* [TASK OBJECTIVE]: Only reproduce the lines from the line containing "One keypoint belongs to every instance. Tag the dog collar" onward, exactly, through the final line of the data below.

+++ SOURCE RECORDS +++

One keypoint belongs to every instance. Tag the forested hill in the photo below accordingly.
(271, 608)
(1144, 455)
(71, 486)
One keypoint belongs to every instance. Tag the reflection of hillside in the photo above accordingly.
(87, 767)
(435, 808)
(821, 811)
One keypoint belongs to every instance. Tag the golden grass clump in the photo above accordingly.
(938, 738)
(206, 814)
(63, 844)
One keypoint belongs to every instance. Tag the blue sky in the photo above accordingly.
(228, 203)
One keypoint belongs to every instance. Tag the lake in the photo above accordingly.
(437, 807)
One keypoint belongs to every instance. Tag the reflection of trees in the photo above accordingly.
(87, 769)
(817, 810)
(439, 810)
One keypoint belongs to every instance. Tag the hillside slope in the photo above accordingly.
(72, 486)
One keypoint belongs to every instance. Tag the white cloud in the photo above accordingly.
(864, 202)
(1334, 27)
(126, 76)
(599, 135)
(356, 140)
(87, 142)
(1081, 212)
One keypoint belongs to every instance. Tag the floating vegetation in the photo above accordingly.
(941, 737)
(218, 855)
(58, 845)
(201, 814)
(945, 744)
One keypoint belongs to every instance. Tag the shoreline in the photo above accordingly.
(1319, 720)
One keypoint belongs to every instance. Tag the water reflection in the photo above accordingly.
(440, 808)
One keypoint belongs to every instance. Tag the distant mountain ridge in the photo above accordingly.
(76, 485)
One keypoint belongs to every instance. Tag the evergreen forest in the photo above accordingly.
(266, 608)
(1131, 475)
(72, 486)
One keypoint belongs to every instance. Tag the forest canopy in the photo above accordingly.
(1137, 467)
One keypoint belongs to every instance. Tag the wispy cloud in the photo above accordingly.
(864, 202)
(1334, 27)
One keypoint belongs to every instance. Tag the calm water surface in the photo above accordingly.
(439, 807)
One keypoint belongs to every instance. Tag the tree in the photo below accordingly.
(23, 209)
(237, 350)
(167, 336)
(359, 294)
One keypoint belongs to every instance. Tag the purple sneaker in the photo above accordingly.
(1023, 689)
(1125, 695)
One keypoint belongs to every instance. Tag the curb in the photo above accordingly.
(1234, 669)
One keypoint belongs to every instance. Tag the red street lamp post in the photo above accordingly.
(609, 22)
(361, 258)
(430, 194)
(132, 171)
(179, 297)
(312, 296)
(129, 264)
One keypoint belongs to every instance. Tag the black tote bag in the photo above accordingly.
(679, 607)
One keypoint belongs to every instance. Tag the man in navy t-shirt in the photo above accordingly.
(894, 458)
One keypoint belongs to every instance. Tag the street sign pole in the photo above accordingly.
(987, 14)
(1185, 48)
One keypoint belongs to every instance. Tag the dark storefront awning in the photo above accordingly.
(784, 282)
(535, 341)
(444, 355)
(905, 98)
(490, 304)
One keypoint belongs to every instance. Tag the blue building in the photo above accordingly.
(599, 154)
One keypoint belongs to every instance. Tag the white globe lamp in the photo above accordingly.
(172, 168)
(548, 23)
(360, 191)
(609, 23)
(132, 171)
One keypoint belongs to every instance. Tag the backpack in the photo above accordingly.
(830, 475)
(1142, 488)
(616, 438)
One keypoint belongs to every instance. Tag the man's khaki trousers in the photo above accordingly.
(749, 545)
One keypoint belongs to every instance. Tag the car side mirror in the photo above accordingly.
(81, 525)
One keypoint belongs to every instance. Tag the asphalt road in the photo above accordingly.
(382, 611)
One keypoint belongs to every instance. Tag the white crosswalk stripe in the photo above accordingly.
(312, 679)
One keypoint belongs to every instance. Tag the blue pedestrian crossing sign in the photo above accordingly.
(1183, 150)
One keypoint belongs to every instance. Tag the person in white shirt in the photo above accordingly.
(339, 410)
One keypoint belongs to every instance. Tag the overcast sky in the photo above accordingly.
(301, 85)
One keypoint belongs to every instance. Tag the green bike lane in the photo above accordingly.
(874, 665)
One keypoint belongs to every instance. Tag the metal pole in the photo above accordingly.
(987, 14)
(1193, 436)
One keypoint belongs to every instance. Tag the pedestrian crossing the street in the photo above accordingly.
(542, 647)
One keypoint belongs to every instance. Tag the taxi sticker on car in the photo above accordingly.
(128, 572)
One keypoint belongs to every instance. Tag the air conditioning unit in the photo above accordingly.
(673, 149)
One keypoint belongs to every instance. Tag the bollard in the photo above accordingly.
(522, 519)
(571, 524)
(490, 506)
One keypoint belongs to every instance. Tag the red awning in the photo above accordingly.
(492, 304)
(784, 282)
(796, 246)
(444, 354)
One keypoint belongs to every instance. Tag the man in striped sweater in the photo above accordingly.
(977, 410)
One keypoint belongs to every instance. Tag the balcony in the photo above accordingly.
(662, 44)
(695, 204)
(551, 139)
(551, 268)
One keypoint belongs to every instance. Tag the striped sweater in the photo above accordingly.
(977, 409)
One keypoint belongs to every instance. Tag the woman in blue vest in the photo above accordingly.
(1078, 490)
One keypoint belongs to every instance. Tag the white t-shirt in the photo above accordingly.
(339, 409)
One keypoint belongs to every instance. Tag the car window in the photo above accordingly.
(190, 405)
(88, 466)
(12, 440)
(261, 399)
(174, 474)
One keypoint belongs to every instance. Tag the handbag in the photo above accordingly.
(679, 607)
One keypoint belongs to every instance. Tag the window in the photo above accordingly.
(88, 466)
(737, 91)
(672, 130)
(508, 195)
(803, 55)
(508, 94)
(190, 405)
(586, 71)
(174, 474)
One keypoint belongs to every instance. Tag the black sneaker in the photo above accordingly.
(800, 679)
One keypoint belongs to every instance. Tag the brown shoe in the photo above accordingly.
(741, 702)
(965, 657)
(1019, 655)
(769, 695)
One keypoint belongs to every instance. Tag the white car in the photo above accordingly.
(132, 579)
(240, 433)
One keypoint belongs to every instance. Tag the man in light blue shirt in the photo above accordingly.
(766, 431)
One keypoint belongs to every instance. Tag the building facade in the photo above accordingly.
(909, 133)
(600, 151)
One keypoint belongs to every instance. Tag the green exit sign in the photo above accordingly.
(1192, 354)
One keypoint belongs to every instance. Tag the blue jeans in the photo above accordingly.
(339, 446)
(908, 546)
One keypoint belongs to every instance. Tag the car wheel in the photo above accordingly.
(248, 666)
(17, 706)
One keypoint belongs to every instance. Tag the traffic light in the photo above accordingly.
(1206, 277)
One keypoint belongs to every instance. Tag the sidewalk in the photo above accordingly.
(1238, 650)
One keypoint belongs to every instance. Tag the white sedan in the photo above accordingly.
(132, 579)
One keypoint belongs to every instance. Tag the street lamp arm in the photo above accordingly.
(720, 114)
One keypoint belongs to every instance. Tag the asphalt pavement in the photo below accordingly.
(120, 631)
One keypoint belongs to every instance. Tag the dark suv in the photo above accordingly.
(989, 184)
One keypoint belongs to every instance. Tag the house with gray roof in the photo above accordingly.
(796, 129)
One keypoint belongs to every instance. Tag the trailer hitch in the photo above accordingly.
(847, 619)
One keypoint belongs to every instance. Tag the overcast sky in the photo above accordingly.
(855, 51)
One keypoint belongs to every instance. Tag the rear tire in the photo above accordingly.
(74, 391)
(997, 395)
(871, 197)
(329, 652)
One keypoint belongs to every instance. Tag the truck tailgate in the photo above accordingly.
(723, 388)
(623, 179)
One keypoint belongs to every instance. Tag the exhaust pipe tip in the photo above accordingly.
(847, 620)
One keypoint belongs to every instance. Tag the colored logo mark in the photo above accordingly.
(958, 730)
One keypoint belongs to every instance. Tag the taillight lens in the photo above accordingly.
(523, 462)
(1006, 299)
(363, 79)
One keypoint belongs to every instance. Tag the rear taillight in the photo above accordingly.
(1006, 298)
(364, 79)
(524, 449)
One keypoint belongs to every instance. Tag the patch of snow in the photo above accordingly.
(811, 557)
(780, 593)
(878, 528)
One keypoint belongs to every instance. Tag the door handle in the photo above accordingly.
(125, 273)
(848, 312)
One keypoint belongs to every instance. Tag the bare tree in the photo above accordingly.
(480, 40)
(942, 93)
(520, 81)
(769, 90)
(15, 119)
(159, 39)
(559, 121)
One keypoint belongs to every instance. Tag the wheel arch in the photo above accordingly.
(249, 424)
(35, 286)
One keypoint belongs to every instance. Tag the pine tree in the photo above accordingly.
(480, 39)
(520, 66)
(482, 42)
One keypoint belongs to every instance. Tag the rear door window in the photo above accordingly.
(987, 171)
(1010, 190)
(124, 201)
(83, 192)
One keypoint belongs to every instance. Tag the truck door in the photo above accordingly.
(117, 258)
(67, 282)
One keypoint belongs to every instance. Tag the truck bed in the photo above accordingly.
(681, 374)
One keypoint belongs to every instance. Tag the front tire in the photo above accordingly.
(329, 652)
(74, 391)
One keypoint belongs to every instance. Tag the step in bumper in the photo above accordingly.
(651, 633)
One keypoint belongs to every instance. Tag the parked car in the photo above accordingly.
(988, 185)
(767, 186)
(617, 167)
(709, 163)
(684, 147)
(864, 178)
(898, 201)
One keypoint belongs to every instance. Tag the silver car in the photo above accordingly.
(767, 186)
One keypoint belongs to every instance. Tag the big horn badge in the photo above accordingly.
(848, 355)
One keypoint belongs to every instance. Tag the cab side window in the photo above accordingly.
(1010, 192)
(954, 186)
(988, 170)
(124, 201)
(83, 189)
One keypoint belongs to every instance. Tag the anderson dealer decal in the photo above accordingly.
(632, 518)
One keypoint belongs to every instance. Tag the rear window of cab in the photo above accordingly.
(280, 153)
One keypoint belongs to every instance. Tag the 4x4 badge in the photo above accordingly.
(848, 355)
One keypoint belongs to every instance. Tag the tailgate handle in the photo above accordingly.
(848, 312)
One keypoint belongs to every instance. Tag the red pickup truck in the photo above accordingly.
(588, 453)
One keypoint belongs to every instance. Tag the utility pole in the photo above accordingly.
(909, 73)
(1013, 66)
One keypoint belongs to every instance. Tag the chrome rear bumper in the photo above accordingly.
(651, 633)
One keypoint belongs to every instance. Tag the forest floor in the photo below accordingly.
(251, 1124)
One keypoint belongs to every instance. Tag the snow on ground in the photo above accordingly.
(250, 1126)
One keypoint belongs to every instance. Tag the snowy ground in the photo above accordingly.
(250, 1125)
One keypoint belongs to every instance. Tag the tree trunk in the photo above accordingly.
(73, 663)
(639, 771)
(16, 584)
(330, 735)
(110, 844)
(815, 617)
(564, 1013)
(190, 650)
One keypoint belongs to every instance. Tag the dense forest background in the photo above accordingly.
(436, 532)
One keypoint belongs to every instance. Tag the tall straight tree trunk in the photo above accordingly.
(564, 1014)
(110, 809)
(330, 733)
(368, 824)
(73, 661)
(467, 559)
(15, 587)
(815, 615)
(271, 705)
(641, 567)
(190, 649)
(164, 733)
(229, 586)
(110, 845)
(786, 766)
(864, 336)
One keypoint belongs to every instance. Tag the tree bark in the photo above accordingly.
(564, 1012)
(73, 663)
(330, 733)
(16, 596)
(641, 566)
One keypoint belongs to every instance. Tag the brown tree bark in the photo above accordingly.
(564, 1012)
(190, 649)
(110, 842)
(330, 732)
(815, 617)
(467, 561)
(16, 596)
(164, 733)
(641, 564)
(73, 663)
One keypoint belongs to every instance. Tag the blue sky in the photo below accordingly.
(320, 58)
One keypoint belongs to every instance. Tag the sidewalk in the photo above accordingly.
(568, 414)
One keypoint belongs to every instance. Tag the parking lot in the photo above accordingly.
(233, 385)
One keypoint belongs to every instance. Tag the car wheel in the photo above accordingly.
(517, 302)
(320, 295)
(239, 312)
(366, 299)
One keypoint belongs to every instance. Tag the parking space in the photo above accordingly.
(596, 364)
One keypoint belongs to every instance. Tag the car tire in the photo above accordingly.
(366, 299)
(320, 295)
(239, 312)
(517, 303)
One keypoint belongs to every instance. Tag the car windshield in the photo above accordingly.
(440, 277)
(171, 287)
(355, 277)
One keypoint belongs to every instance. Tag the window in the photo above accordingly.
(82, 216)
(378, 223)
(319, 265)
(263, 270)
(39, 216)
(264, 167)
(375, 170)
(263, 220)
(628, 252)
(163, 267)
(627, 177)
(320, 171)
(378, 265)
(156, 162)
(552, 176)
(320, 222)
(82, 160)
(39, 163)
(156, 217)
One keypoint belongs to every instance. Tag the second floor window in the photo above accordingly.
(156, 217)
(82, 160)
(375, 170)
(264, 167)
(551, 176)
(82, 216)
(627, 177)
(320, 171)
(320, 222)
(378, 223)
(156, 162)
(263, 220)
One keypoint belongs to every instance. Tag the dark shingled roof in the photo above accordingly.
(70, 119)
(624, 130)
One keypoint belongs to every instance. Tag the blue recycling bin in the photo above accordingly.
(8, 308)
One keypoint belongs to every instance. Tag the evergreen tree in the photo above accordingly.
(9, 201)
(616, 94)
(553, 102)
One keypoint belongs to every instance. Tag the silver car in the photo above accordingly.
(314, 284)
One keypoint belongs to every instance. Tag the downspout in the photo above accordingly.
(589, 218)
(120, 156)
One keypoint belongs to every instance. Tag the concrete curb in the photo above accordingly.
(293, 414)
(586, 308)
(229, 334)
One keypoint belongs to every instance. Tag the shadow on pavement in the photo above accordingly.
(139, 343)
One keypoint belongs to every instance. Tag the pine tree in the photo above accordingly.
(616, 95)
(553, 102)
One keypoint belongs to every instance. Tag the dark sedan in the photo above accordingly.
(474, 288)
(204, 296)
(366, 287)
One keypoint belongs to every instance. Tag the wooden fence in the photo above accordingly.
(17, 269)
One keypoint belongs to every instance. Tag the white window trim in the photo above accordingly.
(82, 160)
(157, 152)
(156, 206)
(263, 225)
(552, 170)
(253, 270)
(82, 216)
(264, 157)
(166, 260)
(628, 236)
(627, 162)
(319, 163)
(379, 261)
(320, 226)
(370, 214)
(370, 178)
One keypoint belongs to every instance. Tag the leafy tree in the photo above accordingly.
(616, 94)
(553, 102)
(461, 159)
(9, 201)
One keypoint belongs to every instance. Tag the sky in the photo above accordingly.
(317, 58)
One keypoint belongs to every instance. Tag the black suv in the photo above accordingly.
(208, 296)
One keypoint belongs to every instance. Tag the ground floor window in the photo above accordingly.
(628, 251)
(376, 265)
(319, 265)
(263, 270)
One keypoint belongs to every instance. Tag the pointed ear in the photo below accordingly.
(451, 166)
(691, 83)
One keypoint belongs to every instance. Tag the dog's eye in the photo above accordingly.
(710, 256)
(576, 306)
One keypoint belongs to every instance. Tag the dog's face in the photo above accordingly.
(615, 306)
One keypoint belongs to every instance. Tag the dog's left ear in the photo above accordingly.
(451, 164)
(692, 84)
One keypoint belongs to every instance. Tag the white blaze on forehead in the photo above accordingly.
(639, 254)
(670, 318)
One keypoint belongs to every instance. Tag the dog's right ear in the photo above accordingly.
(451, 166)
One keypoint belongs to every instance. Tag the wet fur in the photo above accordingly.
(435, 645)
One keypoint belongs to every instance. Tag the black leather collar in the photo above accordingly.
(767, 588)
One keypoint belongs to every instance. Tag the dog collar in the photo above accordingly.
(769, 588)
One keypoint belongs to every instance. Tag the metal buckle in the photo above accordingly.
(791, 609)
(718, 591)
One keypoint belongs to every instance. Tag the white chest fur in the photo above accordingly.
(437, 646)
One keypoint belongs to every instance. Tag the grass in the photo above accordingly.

+++

* [RESPONSE TO THE EXERCISE]:
One keypoint belongs to every instance. Tag the dog collar in the photo above accordingly.
(769, 588)
One keypoint belongs to every instance. Tag the metal buckle in the photo above accordingly.
(791, 609)
(718, 591)
One keypoint belongs to every instance. Tag the white chest fur in the photo above accordingly.
(437, 646)
One keypoint belongs to every instance. Tag the grass in the photo above accordingly.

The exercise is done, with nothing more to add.